[Records excerpted from a collection]
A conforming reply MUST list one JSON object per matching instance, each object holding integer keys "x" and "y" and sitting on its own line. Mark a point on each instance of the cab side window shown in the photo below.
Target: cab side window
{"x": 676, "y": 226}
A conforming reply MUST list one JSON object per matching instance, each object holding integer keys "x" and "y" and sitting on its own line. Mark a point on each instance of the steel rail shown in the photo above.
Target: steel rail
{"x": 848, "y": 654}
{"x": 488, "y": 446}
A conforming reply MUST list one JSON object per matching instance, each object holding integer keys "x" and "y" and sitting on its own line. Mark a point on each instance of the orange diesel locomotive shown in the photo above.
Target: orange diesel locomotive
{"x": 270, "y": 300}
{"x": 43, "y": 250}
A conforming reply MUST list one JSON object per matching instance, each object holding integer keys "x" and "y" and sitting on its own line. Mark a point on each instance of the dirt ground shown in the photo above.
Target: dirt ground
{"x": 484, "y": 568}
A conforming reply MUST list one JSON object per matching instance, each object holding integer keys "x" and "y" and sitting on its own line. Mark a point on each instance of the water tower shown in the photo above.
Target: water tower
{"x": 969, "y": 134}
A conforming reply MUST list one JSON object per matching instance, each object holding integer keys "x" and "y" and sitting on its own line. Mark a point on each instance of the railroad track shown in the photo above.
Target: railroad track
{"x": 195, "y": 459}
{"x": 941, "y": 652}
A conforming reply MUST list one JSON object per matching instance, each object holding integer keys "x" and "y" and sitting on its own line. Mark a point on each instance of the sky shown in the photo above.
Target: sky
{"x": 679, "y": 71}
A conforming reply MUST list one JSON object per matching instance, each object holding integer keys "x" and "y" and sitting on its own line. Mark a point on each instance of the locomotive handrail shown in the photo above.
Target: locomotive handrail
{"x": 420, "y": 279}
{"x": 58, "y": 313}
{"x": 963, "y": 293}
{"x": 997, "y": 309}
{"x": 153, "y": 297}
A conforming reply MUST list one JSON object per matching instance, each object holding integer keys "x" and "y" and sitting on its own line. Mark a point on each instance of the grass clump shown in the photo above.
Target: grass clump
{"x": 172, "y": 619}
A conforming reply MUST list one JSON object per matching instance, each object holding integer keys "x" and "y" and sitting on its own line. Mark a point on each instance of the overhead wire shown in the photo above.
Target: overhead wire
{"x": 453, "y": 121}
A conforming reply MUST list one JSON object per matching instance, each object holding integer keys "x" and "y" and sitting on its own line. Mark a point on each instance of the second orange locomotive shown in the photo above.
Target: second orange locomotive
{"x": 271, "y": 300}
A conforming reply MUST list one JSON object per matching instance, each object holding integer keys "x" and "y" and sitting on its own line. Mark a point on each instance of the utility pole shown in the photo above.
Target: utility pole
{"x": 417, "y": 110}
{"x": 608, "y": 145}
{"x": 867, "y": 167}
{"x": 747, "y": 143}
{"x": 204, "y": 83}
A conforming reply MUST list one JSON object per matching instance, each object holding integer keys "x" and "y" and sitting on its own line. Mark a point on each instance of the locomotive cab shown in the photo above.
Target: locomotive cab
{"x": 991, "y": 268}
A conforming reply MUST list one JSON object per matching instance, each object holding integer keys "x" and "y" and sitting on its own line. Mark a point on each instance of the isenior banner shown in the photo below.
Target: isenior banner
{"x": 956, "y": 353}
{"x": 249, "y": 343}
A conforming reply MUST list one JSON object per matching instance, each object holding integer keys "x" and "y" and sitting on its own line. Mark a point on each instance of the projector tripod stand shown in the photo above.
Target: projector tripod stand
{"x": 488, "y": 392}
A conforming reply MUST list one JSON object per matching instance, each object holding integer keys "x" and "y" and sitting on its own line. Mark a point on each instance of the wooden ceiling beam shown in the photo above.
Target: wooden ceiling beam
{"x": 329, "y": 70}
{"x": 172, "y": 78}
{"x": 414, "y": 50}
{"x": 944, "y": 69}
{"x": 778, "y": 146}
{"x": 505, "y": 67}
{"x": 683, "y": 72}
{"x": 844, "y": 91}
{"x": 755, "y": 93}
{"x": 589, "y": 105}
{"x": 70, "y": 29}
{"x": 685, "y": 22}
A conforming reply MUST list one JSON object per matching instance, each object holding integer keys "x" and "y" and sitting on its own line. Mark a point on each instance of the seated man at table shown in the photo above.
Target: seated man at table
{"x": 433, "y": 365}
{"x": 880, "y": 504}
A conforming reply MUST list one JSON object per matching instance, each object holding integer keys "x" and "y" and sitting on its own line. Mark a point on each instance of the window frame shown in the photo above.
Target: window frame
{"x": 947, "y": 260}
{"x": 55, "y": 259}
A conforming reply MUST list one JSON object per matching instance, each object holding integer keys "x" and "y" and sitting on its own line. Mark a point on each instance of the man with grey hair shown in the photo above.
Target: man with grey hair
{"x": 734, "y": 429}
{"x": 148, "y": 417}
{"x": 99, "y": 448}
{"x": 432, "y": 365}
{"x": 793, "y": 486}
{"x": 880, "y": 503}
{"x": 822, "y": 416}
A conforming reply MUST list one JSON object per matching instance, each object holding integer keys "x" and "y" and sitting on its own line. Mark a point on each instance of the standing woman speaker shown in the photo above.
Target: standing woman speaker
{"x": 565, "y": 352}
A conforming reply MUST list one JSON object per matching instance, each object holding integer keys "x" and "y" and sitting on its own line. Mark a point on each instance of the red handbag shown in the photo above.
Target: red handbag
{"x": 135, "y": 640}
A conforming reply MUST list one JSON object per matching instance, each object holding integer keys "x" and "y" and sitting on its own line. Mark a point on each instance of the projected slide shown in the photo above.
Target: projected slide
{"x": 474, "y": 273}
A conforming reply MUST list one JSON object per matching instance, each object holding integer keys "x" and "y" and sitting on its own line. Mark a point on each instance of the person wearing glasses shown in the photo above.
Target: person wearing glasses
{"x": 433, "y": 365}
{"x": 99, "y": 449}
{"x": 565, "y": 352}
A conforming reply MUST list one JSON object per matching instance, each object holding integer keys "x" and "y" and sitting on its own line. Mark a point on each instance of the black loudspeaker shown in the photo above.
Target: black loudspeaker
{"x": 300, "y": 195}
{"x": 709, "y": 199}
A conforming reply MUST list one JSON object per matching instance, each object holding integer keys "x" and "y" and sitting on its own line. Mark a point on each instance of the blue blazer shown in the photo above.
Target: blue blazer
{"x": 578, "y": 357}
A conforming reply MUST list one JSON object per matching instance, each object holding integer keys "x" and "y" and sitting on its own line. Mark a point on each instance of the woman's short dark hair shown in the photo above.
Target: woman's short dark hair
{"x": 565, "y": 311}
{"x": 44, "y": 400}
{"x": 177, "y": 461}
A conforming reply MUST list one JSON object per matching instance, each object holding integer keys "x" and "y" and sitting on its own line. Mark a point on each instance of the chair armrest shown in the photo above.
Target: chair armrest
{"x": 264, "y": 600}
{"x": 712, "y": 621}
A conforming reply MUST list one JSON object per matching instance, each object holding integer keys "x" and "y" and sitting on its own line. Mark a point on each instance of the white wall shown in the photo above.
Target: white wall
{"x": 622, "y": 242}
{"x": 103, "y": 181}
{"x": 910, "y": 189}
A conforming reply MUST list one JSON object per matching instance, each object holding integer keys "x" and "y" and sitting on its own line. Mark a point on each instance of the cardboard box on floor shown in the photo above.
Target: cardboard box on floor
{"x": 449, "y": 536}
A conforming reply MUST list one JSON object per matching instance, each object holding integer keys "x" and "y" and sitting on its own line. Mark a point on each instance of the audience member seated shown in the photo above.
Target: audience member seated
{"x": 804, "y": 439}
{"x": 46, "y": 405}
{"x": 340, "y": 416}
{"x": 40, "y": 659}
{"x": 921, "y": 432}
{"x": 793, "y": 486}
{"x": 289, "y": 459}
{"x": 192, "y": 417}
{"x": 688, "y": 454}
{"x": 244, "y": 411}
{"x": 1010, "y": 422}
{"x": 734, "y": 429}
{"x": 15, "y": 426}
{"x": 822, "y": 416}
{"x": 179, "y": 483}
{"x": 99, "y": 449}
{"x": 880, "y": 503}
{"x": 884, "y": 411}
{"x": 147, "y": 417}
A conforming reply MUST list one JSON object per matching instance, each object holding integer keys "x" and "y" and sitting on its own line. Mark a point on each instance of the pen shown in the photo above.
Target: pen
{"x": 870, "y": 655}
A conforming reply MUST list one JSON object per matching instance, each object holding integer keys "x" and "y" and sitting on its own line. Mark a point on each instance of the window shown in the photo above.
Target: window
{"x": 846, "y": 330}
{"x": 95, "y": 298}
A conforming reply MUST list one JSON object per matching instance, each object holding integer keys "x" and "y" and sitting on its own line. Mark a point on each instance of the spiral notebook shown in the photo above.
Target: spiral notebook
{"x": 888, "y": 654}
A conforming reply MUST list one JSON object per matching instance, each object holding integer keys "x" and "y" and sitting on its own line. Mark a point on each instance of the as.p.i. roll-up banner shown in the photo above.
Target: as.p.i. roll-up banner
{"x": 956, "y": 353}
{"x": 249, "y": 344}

Exercise aim → If a line holds the string "below", it counts; please state how many such lines there are in the data, with nothing more.

Answer → 2